• Extracted text:
User talk:Beetstra/Archives 2019

From Meta, a Wikimedia project coordination wiki

monitoring of problematic server /24?

Hi. Seasons greetings. I know that I can monitor an IP address at a time, however, is there the means to monitor an IP range? I can see some spambots have a nice target range in 209.124.86.0/24 and I am uncertain the best way to keep an eye on these, beyond monitoring each single IP address. Ideally I would love to kill these early and without intervention, though I have no idea how we can do that beyond blacklist on sight. Thanks for all you do.  — billinghurst sDrewth 01:50, 25 December 2018 (UTC)

Another problematic is the host range 85.13.141.0/24, see some at User:COIBot/XWiki/femmestyle.or.at  — billinghurst sDrewth 11:18, 13 January 2019 (UTC)
Hmm the last is just spotty, though it probably is server farm that has a range spamservers in among others, and they have a range of spam domains hosted among others. Is this something that is a negative count, though not necessarily a complete black mark? :-(  — billinghurst sDrewth 11:34, 13 January 2019 (UTC)
@Billinghurst: didn't we have a possibility to check usernames .. You can probably just check for editors who have a conflict-of-interest with '209.124.86' and '85.13.141'... --Dirk Beetstra T C (en: U, T) 12:25, 13 January 2019 (UTC)
spambots, so disposable one-use usernames. :-(  — billinghurst sDrewth 13:34, 13 January 2019 (UTC)

Command alias

Hi and happy new year. Would it be possible to create quickreport as an alias for quickcreate. I often end typing quickreport and noticing that it is not a command understood by the bot (my fault I know). Thanks for your help. Best regards, —MarcoAurelio (talk) 16:27, 19 January 2019 (UTC)

• Your tasks:
**a)** List every timestamp attached to a signed comment in the talk page archive, with its date.
**b)** Pick up the talk page archive after its final comment and write the next reply.
The data has nothing to do with the work here.

• Available data:
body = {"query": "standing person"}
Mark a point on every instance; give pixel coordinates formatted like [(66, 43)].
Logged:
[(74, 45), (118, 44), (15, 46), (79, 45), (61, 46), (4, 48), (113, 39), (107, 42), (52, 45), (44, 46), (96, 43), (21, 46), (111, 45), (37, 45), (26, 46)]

• Results for the exercise:
**a)**
01:50, 25 December 2018 (UTC)
11:18, 13 January 2019 (UTC)
11:34, 13 January 2019 (UTC)
12:25, 13 January 2019 (UTC)
13:34, 13 January 2019 (UTC)
16:27, 19 January 2019 (UTC)

**b)**
@MarcoAurelio: I will do that when I have time. There a couple of things that I need to work on when I have time. —Dirk Beetstra T C (en: U, T) 17:34, 19 January 2019 (UTC)
There's no urgency at all. Thank you. Best regards, —MarcoAurelio (talk) 17:37, 19 January 2019 (UTC)

What can we do to prevent problematic IP webserver targets?





Looking at

just shows spam homes where our spambots point. Do you have a better idea of how we can do some prevention rather than just maybe having a better target to check?  — billinghurst sDrewth 05:14, 9 February 2019 (UTC)

@Billinghurst: for starters, poke the ip of the server in a LinkSummary template, if it is not too much, COIBot will list all added domains on that server IP. Second, you may want to look for a reverse IP lookup service and collect all domains on that server, and preemptively blacklist them. (and maybe look at the whole /24 of IPs). Pinging User: MER-C, I guess he has more techniques. —Dirk Beetstra T C (en: U, T) 04:08, 10 February 2019 (UTC)
Thanks Beetstra. The whole range isn't an issue, it looks like it is just these two from my review, though the lag of COIBot makes it a little trickier for the while. I had pushed xwiki reports, though from IRC it seems that push failed for IP addresses, I will try again. I will consider the pre-emptive blacklisting.  — billinghurst sDrewth 10:01, 10 February 2019 (UTC)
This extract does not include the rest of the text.